Request 1: How would you render this sentence from the nightingale text in Spanish: "The seminar will last 8 hours altogether, and will be articulated in two sessions of 4 hours each."?
Request 2:
Answer these questions from the nightingale text:
(a) Who founded zoomusicology, and in what year?
(b) At which university was the very first academic course on the subject established?
(c) How long is the opening presentation of each session?
Request 3: Can you copy, word for word, the part of the nightingale text that opens with the words containing "The seminar will" and closes with "time for discussion."?

Selected text:
The nightingale song between art and research 

The massive presence of nightingales in musical composition (all over history, from troubadours to contemporary composers without significant breaks) suggests us a number of reflections that have not only to do with the undeniable charm that the sounds emitted by these birds exercise on the musicians’ sensibility. It also informs us about how this charm, in its aesthetic significance, has survived centuries of (often radically) different ways of conceiving the musical art. 

To the consistency of this appeal one must then add the growing scientific and academic interest towards nightingale songs in a sense that is firstly ethological and then specifically musicological. The use of the word song, as applied to these birds and to other non-human animals, has been first metaphorical, then functional, then – finally – meant literarily. That was the birth of zoomusicology, a discipline founded by composer/musicologist François-Bernard Mâche back in 1983, and now enjoying a constantly larger following, starting from Finland, where the very first academic course on the subject was established at Helsinki University. 

The NightinGala seminar aims to virtually cover all these areas of investigation, namely:

1) The artistic relation between nightingales and musicians, including its history and its pragmatics;
2) The scientific-ethological investigation on nightingale songs, starting from purely technical aspects (e.g., recording and spectrogram analysis)
3) The zoomusicological input to the issue: is it possible to analyse nightingale songs in a purely musicological sense?

The seminar will last 8 hours altogether, and will be articulated in two sessions of 4 hours each. With the exception of the 1 hour long opening presentation of each session, all other presentations will last 30 minutes, including some time for discussion. 

The first session will be entitled “Nightingales in musical practice and history” and will focus on the musical-artistic part, both in terms of direct musical experiences from composers and musicians, and historical illustration of the role of nightingale songs in music development.

(Image region labeling entries)

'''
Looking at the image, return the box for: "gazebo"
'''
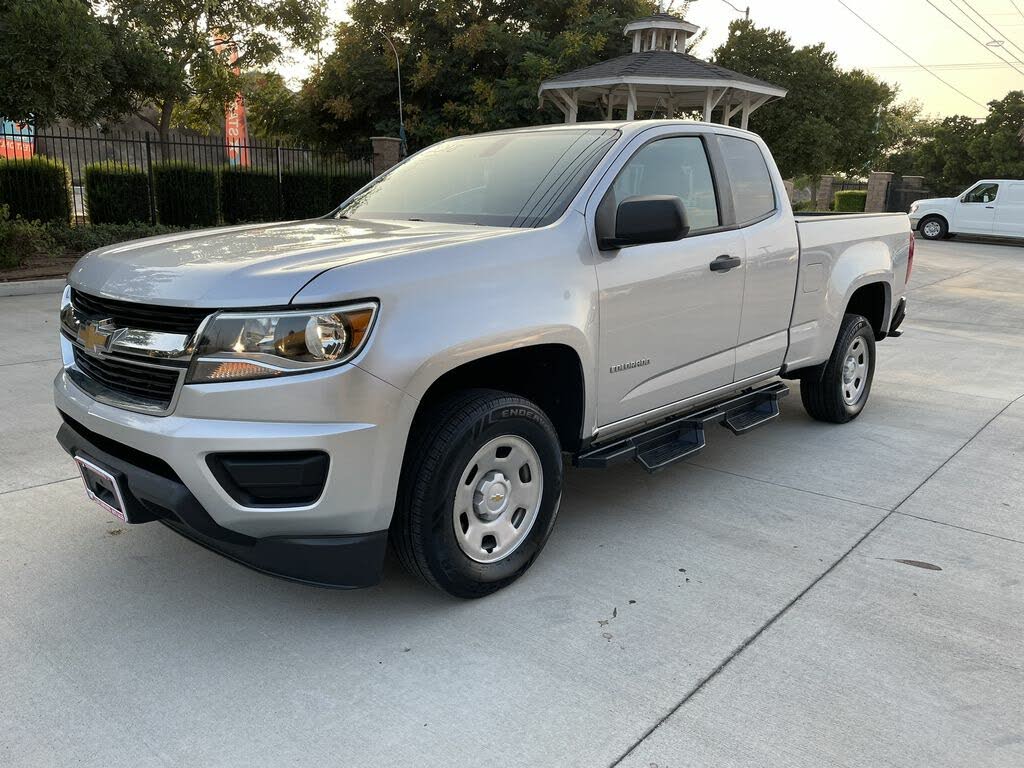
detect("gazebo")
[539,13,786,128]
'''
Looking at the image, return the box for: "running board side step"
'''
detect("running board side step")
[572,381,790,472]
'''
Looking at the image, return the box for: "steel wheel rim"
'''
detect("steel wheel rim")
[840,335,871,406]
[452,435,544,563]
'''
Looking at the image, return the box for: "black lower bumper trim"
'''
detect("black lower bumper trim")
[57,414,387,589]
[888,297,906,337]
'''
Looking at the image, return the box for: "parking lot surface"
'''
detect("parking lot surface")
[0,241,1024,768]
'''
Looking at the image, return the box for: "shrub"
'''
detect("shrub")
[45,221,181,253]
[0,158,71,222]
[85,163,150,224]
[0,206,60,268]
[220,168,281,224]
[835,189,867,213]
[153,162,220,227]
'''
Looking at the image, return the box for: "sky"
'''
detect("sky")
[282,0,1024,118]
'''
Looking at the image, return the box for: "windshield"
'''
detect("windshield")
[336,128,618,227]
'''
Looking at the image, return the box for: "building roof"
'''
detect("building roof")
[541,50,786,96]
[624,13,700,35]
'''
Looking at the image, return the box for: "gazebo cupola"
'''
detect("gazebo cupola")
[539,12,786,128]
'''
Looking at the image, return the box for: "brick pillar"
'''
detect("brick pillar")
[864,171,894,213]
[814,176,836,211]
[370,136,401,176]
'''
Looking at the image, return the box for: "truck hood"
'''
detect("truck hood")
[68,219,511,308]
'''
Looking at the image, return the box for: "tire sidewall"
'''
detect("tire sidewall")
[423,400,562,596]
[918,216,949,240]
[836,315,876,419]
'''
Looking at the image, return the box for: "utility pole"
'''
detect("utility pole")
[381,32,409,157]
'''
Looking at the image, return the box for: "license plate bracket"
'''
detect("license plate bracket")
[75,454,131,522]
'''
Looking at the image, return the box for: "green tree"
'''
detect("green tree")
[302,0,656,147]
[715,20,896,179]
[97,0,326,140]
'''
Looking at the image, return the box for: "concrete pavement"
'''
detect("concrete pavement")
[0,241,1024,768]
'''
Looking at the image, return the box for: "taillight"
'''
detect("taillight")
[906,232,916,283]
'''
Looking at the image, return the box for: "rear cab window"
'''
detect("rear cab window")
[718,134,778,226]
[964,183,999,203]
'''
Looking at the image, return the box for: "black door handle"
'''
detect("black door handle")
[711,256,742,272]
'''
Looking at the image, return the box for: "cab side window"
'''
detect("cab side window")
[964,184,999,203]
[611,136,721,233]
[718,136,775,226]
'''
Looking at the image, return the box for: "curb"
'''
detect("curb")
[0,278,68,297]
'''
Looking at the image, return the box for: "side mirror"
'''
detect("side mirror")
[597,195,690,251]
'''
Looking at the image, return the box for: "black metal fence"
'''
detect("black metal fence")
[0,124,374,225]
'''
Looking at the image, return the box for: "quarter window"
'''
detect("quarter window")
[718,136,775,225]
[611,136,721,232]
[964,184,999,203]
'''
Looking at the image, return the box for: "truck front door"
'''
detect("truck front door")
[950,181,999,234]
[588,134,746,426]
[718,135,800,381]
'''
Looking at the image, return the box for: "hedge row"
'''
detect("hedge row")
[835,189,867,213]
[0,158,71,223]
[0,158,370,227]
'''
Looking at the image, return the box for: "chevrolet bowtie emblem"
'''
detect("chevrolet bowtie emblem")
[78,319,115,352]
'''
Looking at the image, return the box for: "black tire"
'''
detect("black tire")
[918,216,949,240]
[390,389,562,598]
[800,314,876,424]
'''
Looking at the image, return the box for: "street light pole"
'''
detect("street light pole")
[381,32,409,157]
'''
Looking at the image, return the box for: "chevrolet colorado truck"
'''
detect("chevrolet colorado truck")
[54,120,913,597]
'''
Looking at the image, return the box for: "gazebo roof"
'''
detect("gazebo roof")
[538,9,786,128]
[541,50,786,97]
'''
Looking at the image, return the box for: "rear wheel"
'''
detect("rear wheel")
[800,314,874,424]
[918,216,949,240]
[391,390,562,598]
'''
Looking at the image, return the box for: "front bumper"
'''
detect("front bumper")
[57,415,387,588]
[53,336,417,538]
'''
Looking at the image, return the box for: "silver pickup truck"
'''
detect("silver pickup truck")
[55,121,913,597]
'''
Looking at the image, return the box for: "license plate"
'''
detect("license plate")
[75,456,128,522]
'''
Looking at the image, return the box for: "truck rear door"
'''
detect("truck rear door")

Exercise result 1: El seminario durará 8 horas en total y se articulará en dos sesiones de 4 horas cada una.

Exercise result 2:
(a) François-Bernard Mâche, in 1983.
(b) Helsinki University.
(c) 1 hour.

Exercise result 3:
The seminar will last 8 hours altogether, and will be articulated in two sessions of 4 hours each. With the exception of the 1 hour long opening presentation of each session, all other presentations will last 30 minutes, including some time for discussion.